*Instructions to follow*
Reproduce the records below with "blue jeans" switched to "denim trousers" and everything else unchanged. Leave the pictures out of your answer.

--------------------

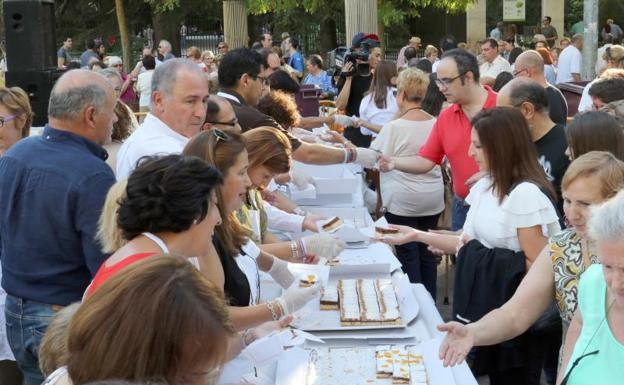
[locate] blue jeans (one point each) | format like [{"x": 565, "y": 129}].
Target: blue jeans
[
  {"x": 420, "y": 265},
  {"x": 26, "y": 323},
  {"x": 458, "y": 213}
]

--------------------

*Problem solution*
[locate] denim trousers (one point each) | format like [{"x": 565, "y": 129}].
Target: denim trousers
[
  {"x": 420, "y": 265},
  {"x": 26, "y": 323},
  {"x": 458, "y": 213}
]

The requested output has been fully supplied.